• PARTS OF THE EXERCISE
1. Reproduce the part of the email on ANSI store assignment policy between "Re: [VOTE][SPARK-28885] Follow" and "database is using.", inclusive.
2. In the entries, give the lines between the lines holding "For the benchmark, point out every instance of the white candle" and "point(102, 270)", inclusive, with "white candle" swapped for "altar candle" and all else unchanged. Return only those lines.

Re: [VOTE][SPARK-28885] Follow ANSI store assignment rules in table insertion by default

2019-09-05 Thread Wenchen Fan
+1

To be honest I don't like the legacy policy. It's too loose and easy for
users to make mistakes, especially when Spark returns null if a function
hit errors like overflow.

The strict policy is not good either. It's too strict and stops valid use
cases like writing timestamp values to a date type column. Users do expect
truncation to happen without adding cast manually in this case. It's also
weird to use a spark specific policy that no other database is using.

The ANSI policy is better. It stops invalid use cases like writing string
values to an int type column, while keeping valid use cases like timestamp
-> date.

I think it's no doubt that we should use ANSI policy instead of legacy
policy for v1 tables. Except for backward compatibility, ANSI policy is
literally better than the legacy policy.

• AVAILABLE DATA
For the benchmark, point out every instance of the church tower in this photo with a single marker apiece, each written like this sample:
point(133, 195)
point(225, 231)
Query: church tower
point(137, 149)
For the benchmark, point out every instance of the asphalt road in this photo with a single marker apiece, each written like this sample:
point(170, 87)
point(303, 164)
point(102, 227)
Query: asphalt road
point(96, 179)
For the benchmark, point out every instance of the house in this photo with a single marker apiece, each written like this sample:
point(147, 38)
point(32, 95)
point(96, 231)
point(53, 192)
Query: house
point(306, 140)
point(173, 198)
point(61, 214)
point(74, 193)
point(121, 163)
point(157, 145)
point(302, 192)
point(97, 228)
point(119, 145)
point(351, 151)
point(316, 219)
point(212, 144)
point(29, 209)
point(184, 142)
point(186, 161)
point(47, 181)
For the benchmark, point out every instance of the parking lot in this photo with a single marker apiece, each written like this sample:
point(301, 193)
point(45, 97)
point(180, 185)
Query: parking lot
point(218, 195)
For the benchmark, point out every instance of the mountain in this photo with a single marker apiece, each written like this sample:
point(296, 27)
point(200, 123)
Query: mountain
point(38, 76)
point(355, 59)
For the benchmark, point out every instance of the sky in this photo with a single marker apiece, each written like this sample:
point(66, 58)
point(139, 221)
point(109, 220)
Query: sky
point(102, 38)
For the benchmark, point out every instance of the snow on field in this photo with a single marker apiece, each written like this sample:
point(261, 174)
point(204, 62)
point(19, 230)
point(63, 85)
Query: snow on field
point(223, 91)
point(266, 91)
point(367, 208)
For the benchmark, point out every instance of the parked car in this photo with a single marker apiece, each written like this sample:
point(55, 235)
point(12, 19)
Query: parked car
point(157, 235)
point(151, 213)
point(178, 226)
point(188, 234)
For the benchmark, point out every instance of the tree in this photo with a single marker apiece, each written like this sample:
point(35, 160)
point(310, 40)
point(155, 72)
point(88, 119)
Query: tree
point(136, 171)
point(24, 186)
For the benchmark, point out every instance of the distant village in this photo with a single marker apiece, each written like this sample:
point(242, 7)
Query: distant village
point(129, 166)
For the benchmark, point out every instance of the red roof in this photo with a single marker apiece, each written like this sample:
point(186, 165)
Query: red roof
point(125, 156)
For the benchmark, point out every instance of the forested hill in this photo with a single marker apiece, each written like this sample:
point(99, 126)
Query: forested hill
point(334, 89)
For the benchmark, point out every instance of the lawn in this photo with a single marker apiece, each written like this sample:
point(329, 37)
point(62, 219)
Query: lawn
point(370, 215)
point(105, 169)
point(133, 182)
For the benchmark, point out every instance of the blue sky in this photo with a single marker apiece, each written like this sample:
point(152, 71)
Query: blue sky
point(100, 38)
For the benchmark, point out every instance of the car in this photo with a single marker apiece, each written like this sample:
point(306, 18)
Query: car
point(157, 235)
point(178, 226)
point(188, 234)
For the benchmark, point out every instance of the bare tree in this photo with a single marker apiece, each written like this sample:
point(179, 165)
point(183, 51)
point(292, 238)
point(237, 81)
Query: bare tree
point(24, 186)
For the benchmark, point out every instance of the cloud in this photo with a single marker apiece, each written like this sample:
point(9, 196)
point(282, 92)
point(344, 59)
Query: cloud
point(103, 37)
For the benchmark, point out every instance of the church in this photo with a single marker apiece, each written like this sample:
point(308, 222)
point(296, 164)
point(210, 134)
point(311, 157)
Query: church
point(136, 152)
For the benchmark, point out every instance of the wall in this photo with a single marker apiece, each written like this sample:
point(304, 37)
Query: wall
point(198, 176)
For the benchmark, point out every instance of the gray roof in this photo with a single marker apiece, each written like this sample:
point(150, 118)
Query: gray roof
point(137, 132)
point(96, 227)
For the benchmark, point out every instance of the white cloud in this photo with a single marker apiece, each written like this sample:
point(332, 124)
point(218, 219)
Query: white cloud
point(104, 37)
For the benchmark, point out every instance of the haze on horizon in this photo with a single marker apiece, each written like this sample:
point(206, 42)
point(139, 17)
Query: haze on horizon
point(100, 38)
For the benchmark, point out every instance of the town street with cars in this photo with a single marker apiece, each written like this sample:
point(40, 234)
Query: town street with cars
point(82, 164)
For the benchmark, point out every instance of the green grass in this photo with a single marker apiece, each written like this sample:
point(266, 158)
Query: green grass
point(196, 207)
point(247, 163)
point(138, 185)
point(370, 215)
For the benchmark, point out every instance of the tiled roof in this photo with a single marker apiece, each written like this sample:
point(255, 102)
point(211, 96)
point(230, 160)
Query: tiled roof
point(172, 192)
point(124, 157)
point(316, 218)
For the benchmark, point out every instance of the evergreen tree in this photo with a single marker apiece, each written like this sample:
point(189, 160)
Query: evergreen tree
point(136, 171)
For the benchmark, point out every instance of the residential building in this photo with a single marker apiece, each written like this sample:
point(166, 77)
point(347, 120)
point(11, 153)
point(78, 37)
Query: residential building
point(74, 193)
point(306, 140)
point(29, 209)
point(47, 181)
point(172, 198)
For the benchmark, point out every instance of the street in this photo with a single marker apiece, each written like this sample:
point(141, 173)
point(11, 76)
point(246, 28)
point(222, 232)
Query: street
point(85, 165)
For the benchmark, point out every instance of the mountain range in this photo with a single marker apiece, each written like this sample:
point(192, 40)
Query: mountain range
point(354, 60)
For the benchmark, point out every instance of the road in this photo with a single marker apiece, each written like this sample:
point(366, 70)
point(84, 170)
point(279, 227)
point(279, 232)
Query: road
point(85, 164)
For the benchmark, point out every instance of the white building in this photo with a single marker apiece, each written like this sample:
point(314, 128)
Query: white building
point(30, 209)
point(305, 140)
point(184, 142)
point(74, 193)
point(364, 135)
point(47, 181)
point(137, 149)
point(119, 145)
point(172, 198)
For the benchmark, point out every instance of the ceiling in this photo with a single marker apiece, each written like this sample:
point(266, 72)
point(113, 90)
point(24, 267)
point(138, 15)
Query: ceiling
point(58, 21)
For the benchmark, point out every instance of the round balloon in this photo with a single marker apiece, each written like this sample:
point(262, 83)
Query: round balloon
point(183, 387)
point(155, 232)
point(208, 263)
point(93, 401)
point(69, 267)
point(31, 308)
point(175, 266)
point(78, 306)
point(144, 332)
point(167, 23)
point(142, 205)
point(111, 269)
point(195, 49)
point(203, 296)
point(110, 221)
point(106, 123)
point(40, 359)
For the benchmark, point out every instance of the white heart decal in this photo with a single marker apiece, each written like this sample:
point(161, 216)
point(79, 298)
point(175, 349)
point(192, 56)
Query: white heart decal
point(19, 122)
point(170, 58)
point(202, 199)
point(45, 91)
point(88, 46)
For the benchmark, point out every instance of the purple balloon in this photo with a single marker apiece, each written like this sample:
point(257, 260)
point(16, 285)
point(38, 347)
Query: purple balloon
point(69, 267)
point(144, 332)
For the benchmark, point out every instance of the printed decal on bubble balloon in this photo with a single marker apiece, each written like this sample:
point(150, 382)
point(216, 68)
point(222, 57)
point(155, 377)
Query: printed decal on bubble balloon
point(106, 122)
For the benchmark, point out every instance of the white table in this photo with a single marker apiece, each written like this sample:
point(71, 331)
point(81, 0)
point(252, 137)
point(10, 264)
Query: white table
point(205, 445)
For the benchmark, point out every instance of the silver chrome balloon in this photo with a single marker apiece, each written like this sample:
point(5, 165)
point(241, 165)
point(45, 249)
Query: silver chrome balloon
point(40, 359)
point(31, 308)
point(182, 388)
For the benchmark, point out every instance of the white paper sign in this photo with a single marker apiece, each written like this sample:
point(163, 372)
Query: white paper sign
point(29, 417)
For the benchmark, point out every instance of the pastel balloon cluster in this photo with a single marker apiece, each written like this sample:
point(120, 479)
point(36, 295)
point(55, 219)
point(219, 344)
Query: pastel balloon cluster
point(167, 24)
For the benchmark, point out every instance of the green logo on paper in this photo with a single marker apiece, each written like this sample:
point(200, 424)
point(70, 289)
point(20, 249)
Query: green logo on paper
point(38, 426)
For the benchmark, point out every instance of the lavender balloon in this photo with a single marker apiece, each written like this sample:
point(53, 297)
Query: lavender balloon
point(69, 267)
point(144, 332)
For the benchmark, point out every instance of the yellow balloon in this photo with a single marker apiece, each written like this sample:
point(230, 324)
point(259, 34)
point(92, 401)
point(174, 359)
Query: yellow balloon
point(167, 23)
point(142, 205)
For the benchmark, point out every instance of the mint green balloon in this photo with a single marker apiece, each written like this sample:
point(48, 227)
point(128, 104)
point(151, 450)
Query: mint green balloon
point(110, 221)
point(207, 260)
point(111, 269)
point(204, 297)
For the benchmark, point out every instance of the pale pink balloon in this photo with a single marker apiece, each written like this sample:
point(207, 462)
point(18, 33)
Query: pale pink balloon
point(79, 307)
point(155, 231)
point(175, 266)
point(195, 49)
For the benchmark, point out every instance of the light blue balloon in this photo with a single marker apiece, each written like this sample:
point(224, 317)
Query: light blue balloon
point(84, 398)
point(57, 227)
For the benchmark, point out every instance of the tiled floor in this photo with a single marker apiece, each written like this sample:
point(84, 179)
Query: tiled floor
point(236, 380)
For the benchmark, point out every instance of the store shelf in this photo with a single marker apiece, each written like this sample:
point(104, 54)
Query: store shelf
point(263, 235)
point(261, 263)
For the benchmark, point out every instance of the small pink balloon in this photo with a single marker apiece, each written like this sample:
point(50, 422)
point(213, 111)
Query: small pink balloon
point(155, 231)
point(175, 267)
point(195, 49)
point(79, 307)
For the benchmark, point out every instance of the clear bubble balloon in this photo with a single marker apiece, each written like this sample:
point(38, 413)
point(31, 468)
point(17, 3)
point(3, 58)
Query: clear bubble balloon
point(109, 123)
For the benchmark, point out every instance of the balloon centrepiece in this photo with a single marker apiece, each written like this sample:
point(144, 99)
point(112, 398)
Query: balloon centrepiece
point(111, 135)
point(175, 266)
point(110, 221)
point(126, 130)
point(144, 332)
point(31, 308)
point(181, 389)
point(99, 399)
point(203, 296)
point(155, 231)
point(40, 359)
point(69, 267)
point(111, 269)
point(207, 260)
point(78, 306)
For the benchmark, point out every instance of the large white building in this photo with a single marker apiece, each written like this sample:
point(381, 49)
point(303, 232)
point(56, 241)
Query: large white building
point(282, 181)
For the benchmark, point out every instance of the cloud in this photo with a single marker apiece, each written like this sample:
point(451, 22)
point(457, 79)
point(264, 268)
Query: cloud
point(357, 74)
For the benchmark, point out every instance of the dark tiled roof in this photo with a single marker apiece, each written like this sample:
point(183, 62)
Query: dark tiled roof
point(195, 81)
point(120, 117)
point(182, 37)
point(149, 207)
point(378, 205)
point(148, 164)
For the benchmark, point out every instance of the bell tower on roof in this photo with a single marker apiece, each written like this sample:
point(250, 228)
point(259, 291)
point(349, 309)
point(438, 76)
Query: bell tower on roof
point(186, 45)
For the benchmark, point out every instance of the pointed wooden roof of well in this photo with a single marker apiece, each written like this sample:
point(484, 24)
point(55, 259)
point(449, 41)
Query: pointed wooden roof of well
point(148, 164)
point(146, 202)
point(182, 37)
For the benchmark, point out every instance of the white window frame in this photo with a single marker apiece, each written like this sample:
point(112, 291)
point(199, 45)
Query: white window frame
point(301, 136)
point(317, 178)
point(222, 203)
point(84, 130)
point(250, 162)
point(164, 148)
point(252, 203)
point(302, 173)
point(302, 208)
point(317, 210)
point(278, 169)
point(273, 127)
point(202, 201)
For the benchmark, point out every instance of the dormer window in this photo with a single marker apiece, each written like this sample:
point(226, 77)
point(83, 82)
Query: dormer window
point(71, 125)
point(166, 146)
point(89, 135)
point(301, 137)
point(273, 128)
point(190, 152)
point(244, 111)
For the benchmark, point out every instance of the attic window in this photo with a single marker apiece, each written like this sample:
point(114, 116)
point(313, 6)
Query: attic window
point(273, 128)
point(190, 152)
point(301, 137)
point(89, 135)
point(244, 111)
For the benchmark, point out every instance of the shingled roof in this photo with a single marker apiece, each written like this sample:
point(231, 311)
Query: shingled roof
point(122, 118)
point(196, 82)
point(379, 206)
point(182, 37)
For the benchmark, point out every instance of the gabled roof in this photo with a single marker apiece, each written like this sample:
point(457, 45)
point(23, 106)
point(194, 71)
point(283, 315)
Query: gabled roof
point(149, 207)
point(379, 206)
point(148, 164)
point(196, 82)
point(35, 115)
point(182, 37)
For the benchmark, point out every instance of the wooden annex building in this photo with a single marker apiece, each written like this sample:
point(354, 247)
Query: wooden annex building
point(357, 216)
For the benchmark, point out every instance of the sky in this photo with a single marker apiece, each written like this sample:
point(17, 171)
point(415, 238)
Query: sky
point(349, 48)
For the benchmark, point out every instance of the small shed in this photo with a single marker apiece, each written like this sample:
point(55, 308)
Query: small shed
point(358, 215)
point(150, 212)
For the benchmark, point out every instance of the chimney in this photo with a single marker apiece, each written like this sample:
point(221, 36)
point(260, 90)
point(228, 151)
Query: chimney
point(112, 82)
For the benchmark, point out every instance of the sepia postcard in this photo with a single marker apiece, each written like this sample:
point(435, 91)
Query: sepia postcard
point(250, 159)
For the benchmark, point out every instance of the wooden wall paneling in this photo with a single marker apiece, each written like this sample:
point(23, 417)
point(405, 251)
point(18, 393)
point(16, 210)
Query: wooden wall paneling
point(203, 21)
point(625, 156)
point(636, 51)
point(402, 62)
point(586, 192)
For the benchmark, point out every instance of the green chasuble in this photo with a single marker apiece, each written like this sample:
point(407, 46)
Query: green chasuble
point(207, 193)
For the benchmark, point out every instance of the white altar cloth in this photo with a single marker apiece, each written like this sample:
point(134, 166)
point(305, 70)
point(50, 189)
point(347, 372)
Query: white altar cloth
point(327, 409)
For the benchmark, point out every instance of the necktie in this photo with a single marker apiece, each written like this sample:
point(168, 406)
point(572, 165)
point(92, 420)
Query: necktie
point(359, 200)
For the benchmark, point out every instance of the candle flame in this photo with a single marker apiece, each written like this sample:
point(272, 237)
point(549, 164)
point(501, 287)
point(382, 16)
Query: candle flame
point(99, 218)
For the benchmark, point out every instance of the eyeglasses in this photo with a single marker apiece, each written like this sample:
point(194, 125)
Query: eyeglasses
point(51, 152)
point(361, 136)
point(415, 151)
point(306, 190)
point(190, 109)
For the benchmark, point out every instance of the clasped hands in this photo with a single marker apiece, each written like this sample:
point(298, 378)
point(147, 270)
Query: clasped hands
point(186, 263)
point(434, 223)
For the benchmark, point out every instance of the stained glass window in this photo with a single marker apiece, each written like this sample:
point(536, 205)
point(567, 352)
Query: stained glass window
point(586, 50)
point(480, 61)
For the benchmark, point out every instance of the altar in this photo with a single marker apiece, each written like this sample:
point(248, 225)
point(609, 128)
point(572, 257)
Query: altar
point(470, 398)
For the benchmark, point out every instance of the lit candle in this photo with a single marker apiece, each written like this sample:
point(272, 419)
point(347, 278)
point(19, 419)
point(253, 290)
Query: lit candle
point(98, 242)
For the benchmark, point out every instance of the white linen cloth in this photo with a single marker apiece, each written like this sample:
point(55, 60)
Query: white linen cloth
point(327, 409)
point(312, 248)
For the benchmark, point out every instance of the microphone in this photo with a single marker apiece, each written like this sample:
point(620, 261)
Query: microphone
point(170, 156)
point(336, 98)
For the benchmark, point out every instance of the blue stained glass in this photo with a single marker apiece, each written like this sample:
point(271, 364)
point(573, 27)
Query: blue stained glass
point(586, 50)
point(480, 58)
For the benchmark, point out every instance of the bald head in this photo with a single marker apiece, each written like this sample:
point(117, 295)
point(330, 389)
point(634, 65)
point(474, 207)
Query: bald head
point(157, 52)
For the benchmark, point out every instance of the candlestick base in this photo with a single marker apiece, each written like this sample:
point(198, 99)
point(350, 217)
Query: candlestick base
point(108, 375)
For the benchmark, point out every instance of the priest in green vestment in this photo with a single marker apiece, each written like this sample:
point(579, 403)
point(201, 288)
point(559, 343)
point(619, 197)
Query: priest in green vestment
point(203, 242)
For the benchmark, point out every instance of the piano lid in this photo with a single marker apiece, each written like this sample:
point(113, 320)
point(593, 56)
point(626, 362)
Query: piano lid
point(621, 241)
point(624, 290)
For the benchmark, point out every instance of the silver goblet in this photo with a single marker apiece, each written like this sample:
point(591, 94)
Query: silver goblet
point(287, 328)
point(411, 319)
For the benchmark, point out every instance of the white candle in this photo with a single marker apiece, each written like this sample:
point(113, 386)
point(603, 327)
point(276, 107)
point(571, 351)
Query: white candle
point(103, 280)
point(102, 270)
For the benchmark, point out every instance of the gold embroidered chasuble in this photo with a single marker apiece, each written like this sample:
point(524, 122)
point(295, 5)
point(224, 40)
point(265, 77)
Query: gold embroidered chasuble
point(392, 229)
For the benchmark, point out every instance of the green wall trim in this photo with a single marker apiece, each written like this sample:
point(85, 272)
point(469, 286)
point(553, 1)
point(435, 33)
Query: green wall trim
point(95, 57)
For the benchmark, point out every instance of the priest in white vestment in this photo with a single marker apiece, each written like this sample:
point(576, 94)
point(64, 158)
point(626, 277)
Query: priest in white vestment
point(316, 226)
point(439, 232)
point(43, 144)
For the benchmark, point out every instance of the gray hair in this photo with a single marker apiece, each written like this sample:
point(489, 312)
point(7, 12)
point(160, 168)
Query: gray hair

• SOLUTIONS TO THE PROBLEMS
1.
Re: [VOTE][SPARK-28885] Follow ANSI store assignment rules in table insertion by default

2019-09-05 Thread Wenchen Fan
+1

To be honest I don't like the legacy policy. It's too loose and easy for
users to make mistakes, especially when Spark returns null if a function
hit errors like overflow.

The strict policy is not good either. It's too strict and stops valid use
cases like writing timestamp values to a date type column. Users do expect
truncation to happen without adding cast manually in this case. It's also
weird to use a spark specific policy that no other database is using.

2.
For the benchmark, point out every instance of the altar candle in this photo with a single marker apiece, each written like this sample:
point(113, 386)
point(603, 327)
point(276, 107)
point(571, 351)
Query: altar candle
point(103, 280)
point(102, 270)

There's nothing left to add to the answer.